*** Provided information ***

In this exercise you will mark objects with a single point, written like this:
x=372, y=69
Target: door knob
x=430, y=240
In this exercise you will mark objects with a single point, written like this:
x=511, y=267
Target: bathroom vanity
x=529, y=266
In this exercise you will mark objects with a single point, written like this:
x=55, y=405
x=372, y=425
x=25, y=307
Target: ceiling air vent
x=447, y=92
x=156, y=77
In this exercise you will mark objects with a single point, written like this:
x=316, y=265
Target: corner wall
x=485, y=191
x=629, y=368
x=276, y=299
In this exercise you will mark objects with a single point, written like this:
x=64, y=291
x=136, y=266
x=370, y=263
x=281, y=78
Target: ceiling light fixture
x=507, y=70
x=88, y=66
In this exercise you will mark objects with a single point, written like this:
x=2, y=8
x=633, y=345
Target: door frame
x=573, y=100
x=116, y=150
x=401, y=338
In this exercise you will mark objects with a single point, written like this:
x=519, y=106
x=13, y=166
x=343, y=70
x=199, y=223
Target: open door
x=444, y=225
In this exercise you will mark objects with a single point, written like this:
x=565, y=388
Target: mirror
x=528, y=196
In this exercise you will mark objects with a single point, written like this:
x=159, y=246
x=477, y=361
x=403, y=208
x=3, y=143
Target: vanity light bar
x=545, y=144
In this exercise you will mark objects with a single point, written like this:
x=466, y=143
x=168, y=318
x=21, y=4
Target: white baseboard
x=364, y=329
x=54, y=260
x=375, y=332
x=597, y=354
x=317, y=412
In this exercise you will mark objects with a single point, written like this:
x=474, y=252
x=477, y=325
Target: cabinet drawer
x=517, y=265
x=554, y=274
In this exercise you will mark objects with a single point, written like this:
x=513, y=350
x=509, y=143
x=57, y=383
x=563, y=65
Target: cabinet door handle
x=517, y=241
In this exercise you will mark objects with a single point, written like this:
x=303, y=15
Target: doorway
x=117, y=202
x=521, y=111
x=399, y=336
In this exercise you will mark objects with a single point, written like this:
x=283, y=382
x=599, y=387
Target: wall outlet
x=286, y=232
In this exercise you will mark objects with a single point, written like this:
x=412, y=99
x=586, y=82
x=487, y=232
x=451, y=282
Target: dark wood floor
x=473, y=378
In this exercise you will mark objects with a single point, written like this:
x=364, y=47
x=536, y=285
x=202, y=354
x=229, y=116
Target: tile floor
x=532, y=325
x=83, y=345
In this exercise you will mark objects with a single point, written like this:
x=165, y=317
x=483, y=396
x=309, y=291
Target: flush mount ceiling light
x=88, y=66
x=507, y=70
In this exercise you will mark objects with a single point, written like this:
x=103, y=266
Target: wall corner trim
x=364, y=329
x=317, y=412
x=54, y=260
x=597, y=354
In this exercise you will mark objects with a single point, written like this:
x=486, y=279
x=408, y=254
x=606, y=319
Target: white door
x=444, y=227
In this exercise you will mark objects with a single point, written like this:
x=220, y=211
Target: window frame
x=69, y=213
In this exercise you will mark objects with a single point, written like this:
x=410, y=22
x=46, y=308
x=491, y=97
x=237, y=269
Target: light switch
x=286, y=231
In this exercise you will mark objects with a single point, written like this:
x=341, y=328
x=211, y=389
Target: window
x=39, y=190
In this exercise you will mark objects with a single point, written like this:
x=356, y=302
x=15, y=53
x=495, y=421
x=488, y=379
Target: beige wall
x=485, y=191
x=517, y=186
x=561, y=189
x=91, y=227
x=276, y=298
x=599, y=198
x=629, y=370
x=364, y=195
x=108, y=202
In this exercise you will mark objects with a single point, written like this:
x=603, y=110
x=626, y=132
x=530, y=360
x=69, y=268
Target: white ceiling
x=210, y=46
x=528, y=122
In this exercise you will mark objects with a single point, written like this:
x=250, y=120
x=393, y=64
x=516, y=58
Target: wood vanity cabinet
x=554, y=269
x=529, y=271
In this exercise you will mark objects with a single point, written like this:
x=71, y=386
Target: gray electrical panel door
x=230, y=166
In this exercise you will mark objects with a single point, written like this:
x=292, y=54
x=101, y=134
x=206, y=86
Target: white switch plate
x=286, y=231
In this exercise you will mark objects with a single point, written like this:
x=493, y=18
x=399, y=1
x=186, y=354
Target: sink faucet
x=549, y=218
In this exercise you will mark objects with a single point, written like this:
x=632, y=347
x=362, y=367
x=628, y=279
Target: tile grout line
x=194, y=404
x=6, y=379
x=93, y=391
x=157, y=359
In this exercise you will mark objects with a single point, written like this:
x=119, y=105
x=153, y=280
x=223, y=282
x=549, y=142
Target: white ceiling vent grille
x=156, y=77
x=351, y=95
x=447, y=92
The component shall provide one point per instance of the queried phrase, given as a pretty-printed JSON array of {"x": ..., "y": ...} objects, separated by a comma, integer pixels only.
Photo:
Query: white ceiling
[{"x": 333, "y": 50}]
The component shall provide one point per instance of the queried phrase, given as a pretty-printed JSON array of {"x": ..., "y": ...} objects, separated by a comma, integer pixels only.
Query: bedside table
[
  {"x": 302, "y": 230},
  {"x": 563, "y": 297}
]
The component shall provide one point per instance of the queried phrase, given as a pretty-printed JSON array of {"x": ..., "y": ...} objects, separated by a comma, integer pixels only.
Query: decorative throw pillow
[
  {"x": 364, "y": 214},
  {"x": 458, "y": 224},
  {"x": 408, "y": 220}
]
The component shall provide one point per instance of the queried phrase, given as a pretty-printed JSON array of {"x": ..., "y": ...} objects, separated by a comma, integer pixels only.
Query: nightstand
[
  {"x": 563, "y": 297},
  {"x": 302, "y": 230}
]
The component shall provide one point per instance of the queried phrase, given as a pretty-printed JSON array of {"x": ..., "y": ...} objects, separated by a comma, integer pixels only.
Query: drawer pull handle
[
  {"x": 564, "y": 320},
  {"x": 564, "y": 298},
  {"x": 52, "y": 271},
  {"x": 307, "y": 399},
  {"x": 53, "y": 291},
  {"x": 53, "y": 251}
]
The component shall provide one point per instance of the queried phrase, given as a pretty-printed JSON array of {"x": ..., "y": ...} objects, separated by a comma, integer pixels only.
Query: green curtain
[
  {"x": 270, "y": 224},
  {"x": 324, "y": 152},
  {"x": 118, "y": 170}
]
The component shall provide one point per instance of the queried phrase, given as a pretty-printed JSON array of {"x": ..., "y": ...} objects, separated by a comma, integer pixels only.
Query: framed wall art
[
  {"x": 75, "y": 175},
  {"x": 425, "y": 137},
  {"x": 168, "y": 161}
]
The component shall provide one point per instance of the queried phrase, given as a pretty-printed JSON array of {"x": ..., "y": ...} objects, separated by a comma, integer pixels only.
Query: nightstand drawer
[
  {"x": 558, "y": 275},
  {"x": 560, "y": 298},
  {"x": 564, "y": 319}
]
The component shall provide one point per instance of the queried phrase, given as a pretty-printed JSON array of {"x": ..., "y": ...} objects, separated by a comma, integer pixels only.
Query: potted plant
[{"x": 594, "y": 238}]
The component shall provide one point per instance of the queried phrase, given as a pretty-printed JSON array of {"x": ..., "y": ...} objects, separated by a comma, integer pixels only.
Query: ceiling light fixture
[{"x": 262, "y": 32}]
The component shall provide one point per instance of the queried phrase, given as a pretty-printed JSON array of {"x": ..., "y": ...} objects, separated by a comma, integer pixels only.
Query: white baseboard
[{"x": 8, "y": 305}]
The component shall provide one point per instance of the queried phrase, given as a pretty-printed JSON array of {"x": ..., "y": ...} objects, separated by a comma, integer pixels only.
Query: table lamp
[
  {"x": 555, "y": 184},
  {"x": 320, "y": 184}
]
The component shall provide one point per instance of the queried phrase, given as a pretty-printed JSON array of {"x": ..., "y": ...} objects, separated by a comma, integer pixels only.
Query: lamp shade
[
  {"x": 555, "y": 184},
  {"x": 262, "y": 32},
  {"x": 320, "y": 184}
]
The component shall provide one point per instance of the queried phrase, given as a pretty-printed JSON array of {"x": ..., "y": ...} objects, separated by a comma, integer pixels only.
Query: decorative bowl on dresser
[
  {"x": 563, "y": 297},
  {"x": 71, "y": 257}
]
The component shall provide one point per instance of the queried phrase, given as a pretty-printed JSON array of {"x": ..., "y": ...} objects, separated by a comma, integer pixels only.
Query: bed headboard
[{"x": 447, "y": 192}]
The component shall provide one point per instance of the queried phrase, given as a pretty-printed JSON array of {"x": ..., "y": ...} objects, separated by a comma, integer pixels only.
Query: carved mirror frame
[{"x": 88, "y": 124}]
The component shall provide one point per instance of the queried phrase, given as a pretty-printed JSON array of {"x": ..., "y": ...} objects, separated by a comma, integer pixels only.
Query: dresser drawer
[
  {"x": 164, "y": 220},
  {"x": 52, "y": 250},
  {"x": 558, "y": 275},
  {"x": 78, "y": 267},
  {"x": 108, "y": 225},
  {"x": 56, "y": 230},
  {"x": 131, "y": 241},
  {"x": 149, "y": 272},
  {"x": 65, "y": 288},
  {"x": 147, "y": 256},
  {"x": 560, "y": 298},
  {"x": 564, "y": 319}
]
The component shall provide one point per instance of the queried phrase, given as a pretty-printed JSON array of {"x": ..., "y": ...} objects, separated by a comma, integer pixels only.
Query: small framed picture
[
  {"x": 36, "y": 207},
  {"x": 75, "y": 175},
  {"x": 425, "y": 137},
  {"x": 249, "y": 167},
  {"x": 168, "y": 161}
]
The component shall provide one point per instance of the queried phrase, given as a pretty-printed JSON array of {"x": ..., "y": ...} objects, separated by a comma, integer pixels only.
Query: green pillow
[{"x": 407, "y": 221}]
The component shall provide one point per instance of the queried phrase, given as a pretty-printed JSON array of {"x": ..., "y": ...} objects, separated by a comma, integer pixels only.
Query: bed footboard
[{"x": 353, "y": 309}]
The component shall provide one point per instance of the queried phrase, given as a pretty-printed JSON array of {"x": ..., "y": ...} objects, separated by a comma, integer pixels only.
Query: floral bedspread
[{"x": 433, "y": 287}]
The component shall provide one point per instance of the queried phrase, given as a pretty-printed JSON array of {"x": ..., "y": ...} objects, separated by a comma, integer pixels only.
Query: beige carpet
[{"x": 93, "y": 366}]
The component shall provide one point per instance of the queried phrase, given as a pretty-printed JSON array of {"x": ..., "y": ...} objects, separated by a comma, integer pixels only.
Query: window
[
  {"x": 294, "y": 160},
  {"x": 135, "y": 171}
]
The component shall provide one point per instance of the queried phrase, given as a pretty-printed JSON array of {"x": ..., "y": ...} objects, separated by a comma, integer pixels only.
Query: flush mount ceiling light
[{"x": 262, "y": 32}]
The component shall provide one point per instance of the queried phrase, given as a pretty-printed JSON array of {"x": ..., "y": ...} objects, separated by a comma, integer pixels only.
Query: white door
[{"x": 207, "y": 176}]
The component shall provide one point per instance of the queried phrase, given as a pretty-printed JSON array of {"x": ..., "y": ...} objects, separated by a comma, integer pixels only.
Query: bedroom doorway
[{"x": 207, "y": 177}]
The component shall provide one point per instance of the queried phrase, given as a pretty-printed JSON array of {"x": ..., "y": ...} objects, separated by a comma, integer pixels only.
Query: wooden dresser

*** End of Provided information ***

→ **Assignment**: Above are the records; from them, give again exactly the lines from the one containing "x=165, y=317" through the one containing "x=206, y=86", both included.

→ **Response area**:
x=165, y=317
x=483, y=396
x=309, y=291
Target: flush mount ceiling light
x=88, y=66
x=507, y=70
In this exercise you will mark objects with a single point, written like this:
x=103, y=266
Target: wall corner trim
x=364, y=329
x=317, y=412
x=54, y=260
x=597, y=354
In this exercise you will mark objects with a single point, written like this:
x=486, y=279
x=408, y=254
x=606, y=319
Target: white door
x=444, y=227
In this exercise you will mark objects with a single point, written like this:
x=220, y=211
Target: window frame
x=69, y=213
In this exercise you will mark objects with a single point, written like this:
x=410, y=22
x=46, y=308
x=491, y=97
x=237, y=269
Target: light switch
x=286, y=231
In this exercise you will mark objects with a single point, written like this:
x=341, y=328
x=211, y=389
Target: window
x=39, y=190
In this exercise you will mark objects with a single point, written like this:
x=356, y=302
x=15, y=53
x=495, y=421
x=488, y=379
Target: beige wall
x=485, y=191
x=517, y=186
x=561, y=189
x=91, y=227
x=276, y=298
x=599, y=198
x=629, y=370
x=364, y=195
x=108, y=202
In this exercise you will mark objects with a single point, written like this:
x=603, y=110
x=626, y=132
x=530, y=360
x=69, y=268
Target: white ceiling
x=210, y=46
x=528, y=122
In this exercise you will mark objects with a single point, written like this:
x=250, y=120
x=393, y=64
x=516, y=58
Target: wood vanity cabinet
x=554, y=269
x=529, y=271
In this exercise you will mark objects with a single point, written like this:
x=71, y=386
Target: gray electrical panel door
x=230, y=166
In this exercise you will mark objects with a single point, written like this:
x=292, y=54
x=101, y=134
x=206, y=86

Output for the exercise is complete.